■ Task statement
Set down every record once more, exactly as given.

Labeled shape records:
# # #

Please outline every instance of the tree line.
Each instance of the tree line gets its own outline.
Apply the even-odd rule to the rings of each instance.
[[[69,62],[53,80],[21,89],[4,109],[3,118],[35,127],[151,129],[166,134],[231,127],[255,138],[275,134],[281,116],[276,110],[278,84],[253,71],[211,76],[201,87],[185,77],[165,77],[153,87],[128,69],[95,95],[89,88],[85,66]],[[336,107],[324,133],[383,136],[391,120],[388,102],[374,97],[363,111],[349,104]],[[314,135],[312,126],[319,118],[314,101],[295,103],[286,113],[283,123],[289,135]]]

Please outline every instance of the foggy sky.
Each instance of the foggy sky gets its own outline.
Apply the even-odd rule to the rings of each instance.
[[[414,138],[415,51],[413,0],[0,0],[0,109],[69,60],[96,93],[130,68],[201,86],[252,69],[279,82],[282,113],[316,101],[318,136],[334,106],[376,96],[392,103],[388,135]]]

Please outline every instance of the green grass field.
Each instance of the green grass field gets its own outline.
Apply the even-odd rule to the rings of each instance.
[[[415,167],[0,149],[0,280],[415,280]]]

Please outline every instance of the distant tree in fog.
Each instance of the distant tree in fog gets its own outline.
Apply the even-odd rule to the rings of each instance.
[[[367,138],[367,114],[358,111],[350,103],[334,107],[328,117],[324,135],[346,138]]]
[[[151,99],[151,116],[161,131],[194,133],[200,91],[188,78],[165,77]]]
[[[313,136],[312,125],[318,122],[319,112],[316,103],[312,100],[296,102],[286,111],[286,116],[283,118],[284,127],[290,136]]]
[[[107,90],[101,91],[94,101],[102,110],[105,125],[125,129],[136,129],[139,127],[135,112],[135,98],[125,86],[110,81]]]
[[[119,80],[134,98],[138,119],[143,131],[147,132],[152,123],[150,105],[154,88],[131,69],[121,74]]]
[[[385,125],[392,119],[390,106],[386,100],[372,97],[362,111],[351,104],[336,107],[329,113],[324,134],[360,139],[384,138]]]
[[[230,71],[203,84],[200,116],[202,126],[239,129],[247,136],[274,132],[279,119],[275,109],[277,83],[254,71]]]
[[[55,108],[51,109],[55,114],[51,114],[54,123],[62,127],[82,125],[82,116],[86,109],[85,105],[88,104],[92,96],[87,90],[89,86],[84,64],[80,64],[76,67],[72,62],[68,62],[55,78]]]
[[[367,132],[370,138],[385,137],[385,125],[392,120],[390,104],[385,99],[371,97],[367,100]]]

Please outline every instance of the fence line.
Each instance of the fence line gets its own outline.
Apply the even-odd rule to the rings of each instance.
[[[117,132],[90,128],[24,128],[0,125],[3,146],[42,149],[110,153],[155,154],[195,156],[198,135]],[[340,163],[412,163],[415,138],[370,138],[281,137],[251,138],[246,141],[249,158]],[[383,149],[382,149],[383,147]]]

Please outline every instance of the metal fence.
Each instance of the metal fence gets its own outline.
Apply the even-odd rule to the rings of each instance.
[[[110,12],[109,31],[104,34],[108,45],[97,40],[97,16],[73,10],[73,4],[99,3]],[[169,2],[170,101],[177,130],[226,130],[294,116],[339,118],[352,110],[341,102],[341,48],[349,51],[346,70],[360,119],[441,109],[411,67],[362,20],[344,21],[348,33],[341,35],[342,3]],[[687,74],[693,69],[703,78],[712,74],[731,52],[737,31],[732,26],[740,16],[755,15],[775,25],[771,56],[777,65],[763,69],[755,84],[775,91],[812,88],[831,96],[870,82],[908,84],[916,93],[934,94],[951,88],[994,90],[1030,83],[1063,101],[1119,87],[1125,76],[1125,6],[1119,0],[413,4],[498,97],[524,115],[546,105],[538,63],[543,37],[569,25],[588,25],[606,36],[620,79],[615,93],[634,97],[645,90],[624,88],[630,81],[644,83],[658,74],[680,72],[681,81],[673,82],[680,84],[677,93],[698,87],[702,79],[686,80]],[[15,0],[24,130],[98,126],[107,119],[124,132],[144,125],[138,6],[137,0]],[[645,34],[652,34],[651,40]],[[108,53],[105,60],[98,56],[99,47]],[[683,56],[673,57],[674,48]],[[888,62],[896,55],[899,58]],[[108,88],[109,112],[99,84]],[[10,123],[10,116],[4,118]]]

# # #

■ Full response
Please outline every instance of the tree line.
Each instance of the tree line gets its own outline.
Apply the even-odd rule to the rings of each instance.
[[[69,62],[53,80],[21,89],[4,109],[3,118],[35,127],[151,129],[166,134],[231,127],[255,138],[275,134],[281,116],[276,110],[278,84],[253,71],[211,76],[201,87],[185,77],[165,77],[153,87],[128,69],[95,95],[89,88],[85,66]],[[336,107],[324,133],[383,136],[391,120],[388,102],[374,97],[363,111],[349,104]],[[314,135],[312,126],[319,118],[314,101],[295,103],[286,113],[283,123],[289,135]]]

Please outline every instance of the foggy sky.
Each instance of the foggy sky gets its own outline.
Apply the even-odd rule to the rings of each instance.
[[[414,138],[415,51],[413,0],[0,0],[0,109],[69,60],[96,93],[130,68],[201,86],[252,69],[279,82],[282,113],[316,101],[318,136],[334,106],[376,96],[392,103],[388,135]]]

Please outline every instance of the green grass field.
Each instance of the green grass field gets its own outline.
Apply the even-odd rule to the rings of each instance.
[[[415,167],[0,149],[0,280],[415,280]]]

Please outline every instance of the distant tree in fog.
Each instance of the distant tree in fog gets its own outline.
Apply the even-odd rule to the rings of each instance.
[[[367,138],[367,114],[358,111],[350,103],[334,107],[328,117],[324,135],[346,138]]]
[[[151,99],[151,116],[161,131],[194,133],[200,91],[188,78],[165,77]]]
[[[313,136],[312,125],[318,122],[319,112],[316,103],[312,100],[296,102],[286,111],[286,116],[283,118],[284,127],[290,136]]]
[[[107,90],[101,91],[94,101],[102,110],[105,125],[125,129],[136,129],[139,127],[135,112],[135,98],[125,86],[110,81]]]
[[[119,80],[134,98],[138,119],[143,131],[147,132],[152,123],[150,105],[154,88],[131,69],[121,74]]]
[[[385,125],[392,119],[390,106],[386,100],[372,97],[362,111],[351,104],[336,107],[329,113],[324,134],[360,139],[384,138]]]
[[[230,71],[203,84],[200,116],[202,126],[239,129],[247,136],[274,132],[279,119],[275,109],[277,83],[254,71]]]
[[[55,108],[51,109],[55,114],[51,114],[54,123],[62,127],[82,125],[82,116],[86,109],[85,105],[88,104],[92,96],[87,90],[89,86],[84,64],[80,64],[76,67],[72,62],[68,62],[55,78]]]
[[[367,132],[370,138],[385,137],[385,125],[392,120],[390,104],[385,99],[371,97],[367,100]]]

Please outline every instance of the fence line.
Each instance of the fence line gets its own outline.
Apply the even-odd rule to the rings of each instance.
[[[117,132],[90,128],[24,128],[0,125],[3,146],[42,149],[110,153],[155,154],[195,156],[198,135]],[[340,163],[412,163],[415,138],[370,138],[281,137],[251,138],[246,141],[249,158]],[[383,149],[382,149],[383,147]]]

Please outline every instance of the metal fence.
Each instance of the metal fence gets its own outline.
Apply the even-odd rule to the rings of each instance.
[[[110,12],[109,31],[104,34],[108,45],[97,40],[97,16],[73,10],[73,4],[99,3]],[[169,2],[170,101],[177,130],[226,130],[294,116],[339,118],[352,110],[341,102],[341,48],[349,51],[346,70],[360,119],[441,109],[411,67],[362,20],[344,21],[348,33],[341,35],[342,3]],[[687,74],[693,69],[703,78],[712,74],[731,52],[737,31],[732,26],[740,16],[755,15],[775,25],[771,56],[777,65],[763,69],[755,84],[775,91],[812,88],[831,96],[870,82],[908,84],[916,93],[934,94],[951,88],[994,90],[1030,83],[1063,101],[1119,87],[1125,76],[1125,6],[1119,0],[413,4],[498,97],[524,115],[546,105],[538,63],[543,37],[569,25],[588,25],[606,36],[620,79],[615,93],[634,97],[645,90],[624,88],[630,81],[644,83],[658,74],[680,72],[681,81],[673,82],[680,84],[677,93],[698,87],[702,79],[686,80]],[[15,0],[24,130],[98,126],[107,119],[124,132],[144,125],[138,6],[137,0]],[[645,34],[652,34],[651,40]],[[108,53],[105,60],[98,56],[99,47]],[[683,56],[673,57],[674,48]],[[888,62],[896,55],[899,58]],[[108,88],[109,112],[99,84]],[[10,123],[10,116],[4,118]]]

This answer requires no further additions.